STATED PROBLEM: All lines from the one with "A single point marks each instance of the curved low" to the end need to be copied exactly, with nothing before them.

BEGIN RECORDS FOR THE TASK

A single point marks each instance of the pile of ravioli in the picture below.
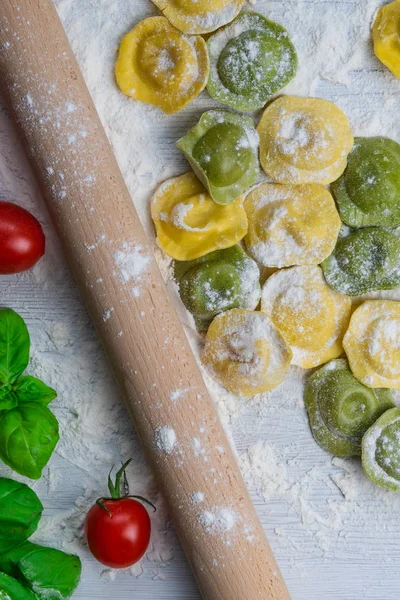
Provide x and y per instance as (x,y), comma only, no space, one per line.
(277,232)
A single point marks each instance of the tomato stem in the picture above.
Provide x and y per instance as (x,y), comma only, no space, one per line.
(116,489)
(99,502)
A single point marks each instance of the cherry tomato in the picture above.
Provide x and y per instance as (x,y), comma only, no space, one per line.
(118,529)
(119,539)
(22,241)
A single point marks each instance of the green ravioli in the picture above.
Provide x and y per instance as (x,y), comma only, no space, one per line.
(364,261)
(381,451)
(251,59)
(223,152)
(368,192)
(217,282)
(341,409)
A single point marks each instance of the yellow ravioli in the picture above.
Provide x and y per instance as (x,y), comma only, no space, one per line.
(199,16)
(291,224)
(372,344)
(304,140)
(386,36)
(159,65)
(190,224)
(311,316)
(246,353)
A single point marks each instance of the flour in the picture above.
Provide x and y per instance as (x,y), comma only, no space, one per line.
(165,440)
(323,510)
(131,262)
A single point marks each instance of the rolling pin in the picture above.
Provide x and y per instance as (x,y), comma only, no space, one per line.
(111,260)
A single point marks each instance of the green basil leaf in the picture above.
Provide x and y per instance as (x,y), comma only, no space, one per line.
(10,589)
(20,513)
(49,573)
(30,389)
(8,398)
(14,345)
(28,436)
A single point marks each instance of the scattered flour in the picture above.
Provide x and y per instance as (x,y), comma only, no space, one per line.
(165,440)
(320,509)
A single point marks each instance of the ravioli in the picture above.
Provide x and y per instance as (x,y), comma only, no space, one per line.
(199,16)
(251,59)
(372,344)
(341,409)
(368,192)
(386,36)
(291,225)
(312,317)
(190,224)
(246,353)
(363,261)
(159,65)
(304,140)
(217,282)
(223,152)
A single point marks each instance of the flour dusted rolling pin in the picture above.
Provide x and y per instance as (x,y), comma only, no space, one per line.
(127,299)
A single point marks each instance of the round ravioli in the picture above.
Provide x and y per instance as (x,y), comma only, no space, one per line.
(190,224)
(363,261)
(250,60)
(372,344)
(304,140)
(381,451)
(199,16)
(386,36)
(217,282)
(368,192)
(246,353)
(291,224)
(311,316)
(159,65)
(341,409)
(223,152)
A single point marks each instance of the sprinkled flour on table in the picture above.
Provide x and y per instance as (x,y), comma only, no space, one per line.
(328,525)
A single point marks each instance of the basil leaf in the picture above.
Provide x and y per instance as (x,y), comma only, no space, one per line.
(49,573)
(28,436)
(14,345)
(30,389)
(20,513)
(8,398)
(10,589)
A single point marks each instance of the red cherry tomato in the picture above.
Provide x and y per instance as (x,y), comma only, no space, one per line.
(22,241)
(119,539)
(118,529)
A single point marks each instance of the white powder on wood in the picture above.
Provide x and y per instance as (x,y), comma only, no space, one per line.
(165,439)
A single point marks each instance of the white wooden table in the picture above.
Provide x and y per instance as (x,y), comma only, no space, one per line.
(334,534)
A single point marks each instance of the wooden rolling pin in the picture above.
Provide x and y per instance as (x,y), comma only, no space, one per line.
(109,255)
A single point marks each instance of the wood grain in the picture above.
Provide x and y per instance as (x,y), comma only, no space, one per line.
(140,331)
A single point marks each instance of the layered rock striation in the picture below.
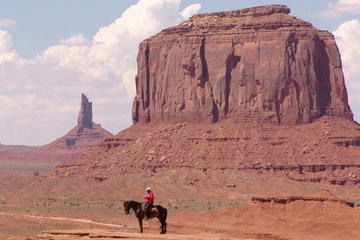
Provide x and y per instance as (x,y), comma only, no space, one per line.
(258,63)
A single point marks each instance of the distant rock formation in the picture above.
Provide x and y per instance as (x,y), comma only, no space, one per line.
(258,63)
(85,114)
(247,70)
(85,135)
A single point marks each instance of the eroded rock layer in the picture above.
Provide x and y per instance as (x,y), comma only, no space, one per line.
(259,63)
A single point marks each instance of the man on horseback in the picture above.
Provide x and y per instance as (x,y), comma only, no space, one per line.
(149,202)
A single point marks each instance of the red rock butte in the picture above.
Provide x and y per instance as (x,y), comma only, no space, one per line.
(257,63)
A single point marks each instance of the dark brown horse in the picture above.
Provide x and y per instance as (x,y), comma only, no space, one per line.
(138,208)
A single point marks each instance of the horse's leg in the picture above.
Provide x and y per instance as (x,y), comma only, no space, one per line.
(140,225)
(163,224)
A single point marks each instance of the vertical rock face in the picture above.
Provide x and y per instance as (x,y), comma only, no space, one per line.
(85,114)
(258,63)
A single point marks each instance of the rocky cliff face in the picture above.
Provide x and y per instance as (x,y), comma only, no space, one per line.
(258,63)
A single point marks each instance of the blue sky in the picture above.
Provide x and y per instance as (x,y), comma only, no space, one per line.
(42,23)
(49,54)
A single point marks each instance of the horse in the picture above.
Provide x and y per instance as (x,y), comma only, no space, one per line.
(156,211)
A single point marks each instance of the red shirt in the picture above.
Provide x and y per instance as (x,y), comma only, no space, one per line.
(149,198)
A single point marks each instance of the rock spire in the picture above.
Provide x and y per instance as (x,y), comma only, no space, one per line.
(85,114)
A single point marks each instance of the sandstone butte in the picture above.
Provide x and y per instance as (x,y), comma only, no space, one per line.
(253,91)
(258,62)
(85,135)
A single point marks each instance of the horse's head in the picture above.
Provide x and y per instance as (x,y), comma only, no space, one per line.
(127,207)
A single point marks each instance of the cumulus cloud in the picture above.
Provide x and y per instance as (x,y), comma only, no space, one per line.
(44,92)
(7,22)
(191,10)
(347,37)
(341,7)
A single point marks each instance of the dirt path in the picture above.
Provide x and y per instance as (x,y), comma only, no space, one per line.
(79,220)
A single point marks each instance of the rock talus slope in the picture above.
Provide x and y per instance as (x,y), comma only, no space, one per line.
(259,62)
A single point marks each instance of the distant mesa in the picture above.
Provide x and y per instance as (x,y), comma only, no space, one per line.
(253,64)
(254,73)
(85,114)
(85,135)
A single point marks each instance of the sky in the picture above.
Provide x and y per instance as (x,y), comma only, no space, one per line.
(51,51)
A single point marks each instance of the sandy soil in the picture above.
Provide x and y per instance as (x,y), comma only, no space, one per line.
(294,220)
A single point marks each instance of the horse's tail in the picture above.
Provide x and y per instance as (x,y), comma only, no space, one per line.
(165,216)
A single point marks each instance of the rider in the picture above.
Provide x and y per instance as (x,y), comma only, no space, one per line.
(149,202)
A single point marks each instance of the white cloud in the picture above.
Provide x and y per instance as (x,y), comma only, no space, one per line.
(341,7)
(7,22)
(347,37)
(191,10)
(44,92)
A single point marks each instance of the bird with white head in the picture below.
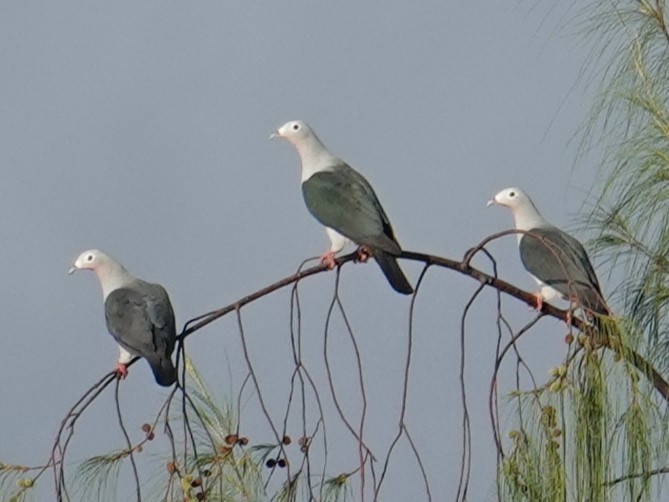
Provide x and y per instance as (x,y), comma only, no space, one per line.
(342,200)
(138,314)
(555,260)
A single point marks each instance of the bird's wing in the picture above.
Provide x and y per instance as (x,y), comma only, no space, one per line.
(141,320)
(342,199)
(560,261)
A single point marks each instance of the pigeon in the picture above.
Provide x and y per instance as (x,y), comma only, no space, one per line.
(139,315)
(555,260)
(342,200)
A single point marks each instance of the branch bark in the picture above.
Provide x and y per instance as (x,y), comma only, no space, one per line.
(463,267)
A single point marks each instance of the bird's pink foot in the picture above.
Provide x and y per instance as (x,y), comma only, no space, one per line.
(328,259)
(121,370)
(362,254)
(538,300)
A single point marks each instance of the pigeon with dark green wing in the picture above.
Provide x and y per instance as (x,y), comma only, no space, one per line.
(343,201)
(554,259)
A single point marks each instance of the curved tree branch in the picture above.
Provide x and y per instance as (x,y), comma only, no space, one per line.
(463,267)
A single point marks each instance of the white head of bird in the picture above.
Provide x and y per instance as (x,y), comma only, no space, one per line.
(112,274)
(313,154)
(523,209)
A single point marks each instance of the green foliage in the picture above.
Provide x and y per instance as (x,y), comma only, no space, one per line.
(583,431)
(15,482)
(631,123)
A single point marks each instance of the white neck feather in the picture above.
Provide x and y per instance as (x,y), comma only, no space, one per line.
(527,217)
(314,157)
(113,276)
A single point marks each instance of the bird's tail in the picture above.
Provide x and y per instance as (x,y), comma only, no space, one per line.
(393,272)
(163,370)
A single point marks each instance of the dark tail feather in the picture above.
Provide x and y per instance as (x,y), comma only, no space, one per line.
(163,370)
(393,272)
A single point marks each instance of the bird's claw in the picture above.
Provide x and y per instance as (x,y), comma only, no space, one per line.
(121,370)
(328,259)
(538,301)
(362,254)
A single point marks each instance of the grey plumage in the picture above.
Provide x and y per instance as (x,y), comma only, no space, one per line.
(140,318)
(139,315)
(560,261)
(342,200)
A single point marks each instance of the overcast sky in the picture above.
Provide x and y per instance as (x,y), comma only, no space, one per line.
(142,128)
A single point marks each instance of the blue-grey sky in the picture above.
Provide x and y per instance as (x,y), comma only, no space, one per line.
(142,128)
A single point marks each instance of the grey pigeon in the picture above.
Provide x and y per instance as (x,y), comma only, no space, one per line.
(343,201)
(556,260)
(139,315)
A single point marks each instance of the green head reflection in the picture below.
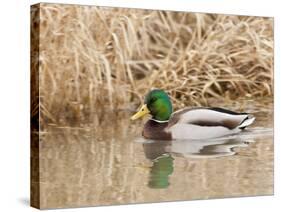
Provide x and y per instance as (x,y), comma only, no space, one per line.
(161,169)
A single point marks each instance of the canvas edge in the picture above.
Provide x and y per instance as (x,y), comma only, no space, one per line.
(34,106)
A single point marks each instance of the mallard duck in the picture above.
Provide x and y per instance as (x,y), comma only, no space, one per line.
(194,123)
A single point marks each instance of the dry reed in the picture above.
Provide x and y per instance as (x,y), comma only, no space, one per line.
(94,59)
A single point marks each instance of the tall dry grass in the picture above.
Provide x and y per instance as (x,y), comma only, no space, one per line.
(95,59)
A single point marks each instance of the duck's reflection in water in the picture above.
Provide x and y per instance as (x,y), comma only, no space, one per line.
(161,154)
(162,163)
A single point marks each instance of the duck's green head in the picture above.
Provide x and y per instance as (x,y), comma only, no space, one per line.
(156,103)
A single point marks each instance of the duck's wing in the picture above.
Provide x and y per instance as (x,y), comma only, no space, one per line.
(212,117)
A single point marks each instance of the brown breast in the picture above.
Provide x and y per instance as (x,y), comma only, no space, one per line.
(156,130)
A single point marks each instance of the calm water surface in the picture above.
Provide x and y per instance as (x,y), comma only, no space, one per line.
(110,163)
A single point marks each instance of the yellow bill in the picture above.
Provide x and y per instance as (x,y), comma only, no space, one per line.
(143,111)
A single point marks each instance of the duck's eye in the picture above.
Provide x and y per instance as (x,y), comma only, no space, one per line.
(153,99)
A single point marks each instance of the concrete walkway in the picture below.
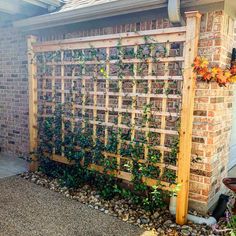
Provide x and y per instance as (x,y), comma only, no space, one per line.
(27,209)
(10,166)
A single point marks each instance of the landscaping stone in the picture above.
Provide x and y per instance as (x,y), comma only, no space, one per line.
(160,222)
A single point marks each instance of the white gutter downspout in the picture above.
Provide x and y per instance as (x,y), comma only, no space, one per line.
(174,11)
(195,219)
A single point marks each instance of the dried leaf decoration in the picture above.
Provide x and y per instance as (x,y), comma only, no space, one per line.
(221,76)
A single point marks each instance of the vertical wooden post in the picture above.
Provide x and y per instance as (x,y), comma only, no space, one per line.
(185,145)
(32,102)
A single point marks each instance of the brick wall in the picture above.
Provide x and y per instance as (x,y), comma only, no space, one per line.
(212,115)
(13,93)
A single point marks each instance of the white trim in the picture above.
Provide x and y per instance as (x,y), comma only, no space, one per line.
(99,11)
(10,7)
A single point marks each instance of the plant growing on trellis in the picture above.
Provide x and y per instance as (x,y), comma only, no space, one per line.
(116,148)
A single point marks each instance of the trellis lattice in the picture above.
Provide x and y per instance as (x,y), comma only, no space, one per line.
(130,84)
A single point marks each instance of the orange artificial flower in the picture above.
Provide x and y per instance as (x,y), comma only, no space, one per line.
(233,70)
(200,63)
(207,76)
(222,77)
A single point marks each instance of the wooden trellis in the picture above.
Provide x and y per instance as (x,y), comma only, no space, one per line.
(106,100)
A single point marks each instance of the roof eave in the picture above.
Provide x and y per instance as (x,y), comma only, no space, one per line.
(98,11)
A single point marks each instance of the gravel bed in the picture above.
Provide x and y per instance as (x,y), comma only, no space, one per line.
(160,222)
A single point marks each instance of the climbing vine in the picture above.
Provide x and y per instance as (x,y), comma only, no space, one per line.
(65,129)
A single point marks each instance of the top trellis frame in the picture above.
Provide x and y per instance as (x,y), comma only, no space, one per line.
(188,35)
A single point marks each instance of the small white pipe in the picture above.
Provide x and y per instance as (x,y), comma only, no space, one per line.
(174,11)
(195,219)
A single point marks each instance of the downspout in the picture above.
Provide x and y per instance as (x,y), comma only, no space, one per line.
(195,219)
(174,11)
(175,18)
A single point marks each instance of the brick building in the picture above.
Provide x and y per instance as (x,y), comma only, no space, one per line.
(214,105)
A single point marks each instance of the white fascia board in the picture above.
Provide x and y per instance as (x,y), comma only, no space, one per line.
(54,3)
(99,11)
(10,7)
(88,13)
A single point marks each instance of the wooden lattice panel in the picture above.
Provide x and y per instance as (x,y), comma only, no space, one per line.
(122,82)
(100,94)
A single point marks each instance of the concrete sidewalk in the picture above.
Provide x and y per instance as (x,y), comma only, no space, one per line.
(27,209)
(10,166)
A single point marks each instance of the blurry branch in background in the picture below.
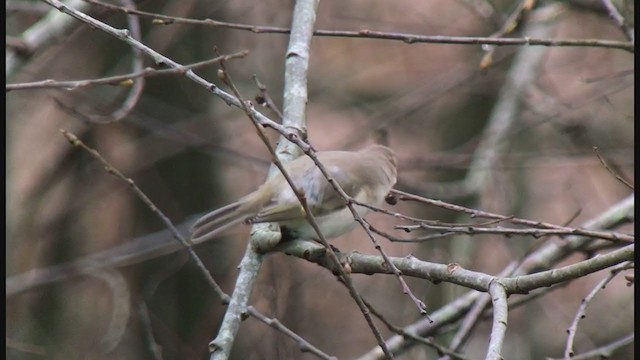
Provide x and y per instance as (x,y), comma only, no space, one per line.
(41,34)
(370,34)
(603,352)
(124,35)
(119,80)
(225,299)
(540,259)
(606,166)
(582,309)
(263,236)
(627,30)
(174,231)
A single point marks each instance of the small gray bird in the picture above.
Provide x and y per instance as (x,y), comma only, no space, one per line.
(366,175)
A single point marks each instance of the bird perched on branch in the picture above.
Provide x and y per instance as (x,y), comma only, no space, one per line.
(366,176)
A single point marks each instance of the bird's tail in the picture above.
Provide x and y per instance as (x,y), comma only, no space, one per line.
(217,221)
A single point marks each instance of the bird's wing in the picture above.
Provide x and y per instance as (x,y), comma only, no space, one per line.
(321,196)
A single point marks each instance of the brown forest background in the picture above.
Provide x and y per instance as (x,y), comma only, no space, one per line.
(190,152)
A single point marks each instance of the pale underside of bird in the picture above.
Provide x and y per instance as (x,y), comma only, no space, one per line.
(365,176)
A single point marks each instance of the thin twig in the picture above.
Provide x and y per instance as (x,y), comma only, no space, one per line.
(612,236)
(176,235)
(619,19)
(121,80)
(582,309)
(536,233)
(371,34)
(225,77)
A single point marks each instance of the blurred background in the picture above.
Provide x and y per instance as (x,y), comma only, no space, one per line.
(190,152)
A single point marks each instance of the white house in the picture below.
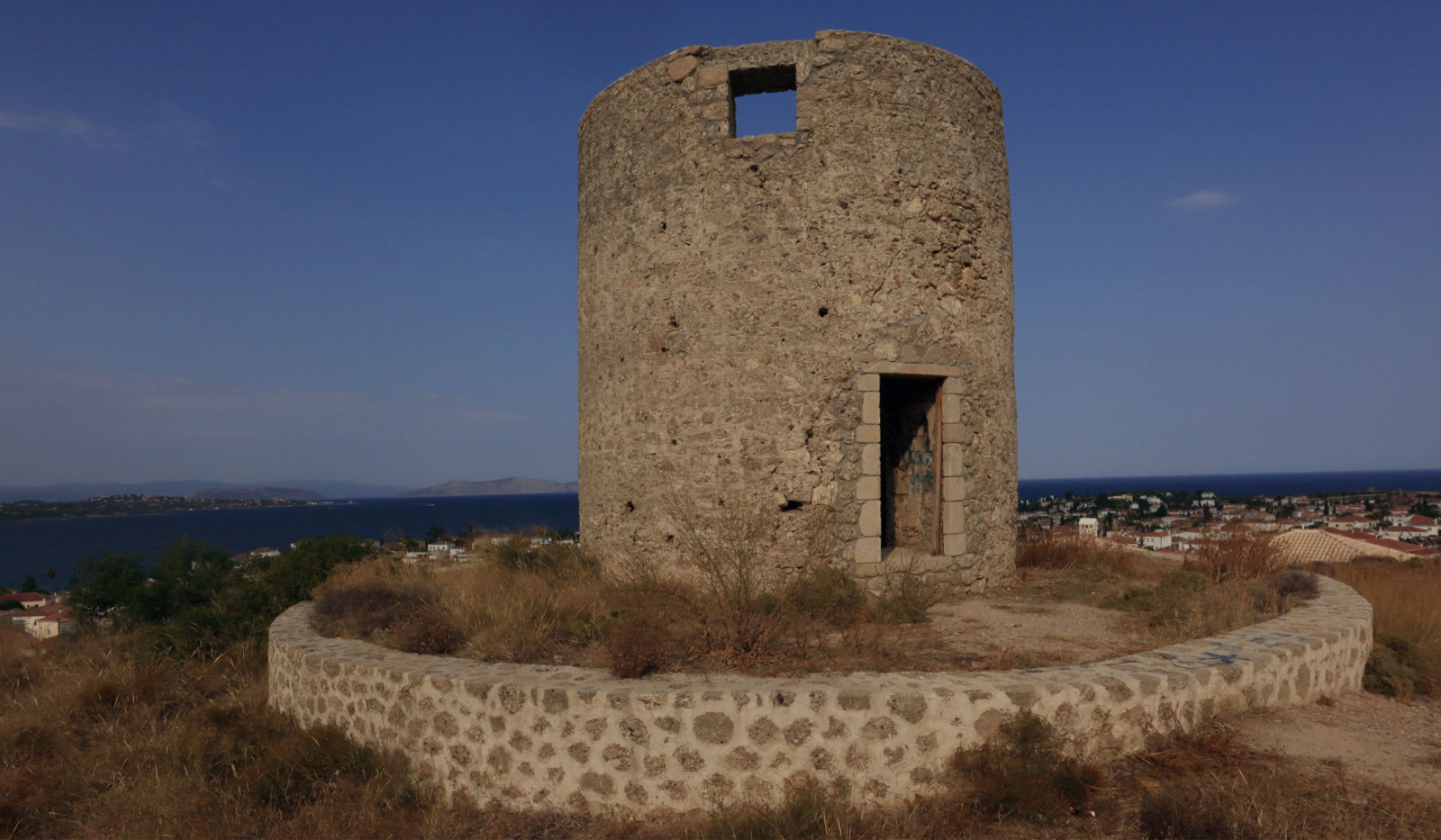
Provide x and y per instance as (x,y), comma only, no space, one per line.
(1156,540)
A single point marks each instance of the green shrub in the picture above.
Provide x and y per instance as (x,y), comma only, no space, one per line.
(826,594)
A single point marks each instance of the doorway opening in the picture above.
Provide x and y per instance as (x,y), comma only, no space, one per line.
(911,463)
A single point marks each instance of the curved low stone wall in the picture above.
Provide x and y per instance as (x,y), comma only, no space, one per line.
(578,738)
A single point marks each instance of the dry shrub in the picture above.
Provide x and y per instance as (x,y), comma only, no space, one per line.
(739,591)
(807,811)
(1186,604)
(828,594)
(1407,655)
(360,600)
(515,614)
(907,592)
(429,631)
(636,647)
(1205,784)
(1025,771)
(1238,555)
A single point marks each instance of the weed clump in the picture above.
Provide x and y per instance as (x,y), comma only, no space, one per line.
(1407,657)
(1238,555)
(636,647)
(1023,771)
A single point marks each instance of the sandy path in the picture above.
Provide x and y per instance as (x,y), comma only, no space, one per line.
(1373,738)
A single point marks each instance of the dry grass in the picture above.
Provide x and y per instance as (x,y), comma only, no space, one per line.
(1238,555)
(1236,583)
(731,610)
(1407,655)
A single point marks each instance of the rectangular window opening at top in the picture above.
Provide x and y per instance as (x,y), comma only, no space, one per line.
(764,100)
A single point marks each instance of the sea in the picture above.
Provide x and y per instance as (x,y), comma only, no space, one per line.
(32,547)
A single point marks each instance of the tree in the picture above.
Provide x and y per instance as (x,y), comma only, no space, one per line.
(108,590)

END RECORDS FOR THE TASK

ANSWER TO THE PROBLEM:
A single point marks each instance of the curved low stone wall in the picture above.
Provide x and y per instance as (x,y), comma only, no space, one per line.
(578,738)
A single point marks each instance of the dry shrub in the picture above.
Provide x and y per instance as (x,y), comma only, no space, one per line.
(739,591)
(807,811)
(1186,604)
(828,594)
(1407,655)
(360,600)
(515,614)
(907,592)
(429,631)
(636,647)
(1205,784)
(1025,771)
(1238,555)
A single point marks each instance of the weed clump in the picture above.
Provide x and y per instance as (x,y), comma only, no space, one per line.
(1407,657)
(1238,555)
(636,647)
(1023,771)
A single point marks each instance of the sandy path in the picture above.
Provide x and y per instance as (x,y), comma only, no space, one per line.
(1373,738)
A single point marks each instance of the dry grass in the picture above.
Provide x and y per instance as (x,y), comma only, no space, one per line.
(1238,555)
(1236,583)
(731,610)
(1407,655)
A single point marks each instance of the rectangular window opening at top in the picture above.
Provide x and y per instance as (x,y), comma only, no space, one per line.
(764,100)
A single point marks each instance of the sea in the picture above.
Provide x and y per instance as (x,y), comma only, no space, one per line.
(32,547)
A single point marks each instance of the tree in the picture above.
Provide x and y per instance as (x,y), comma only, no space, one per line.
(108,590)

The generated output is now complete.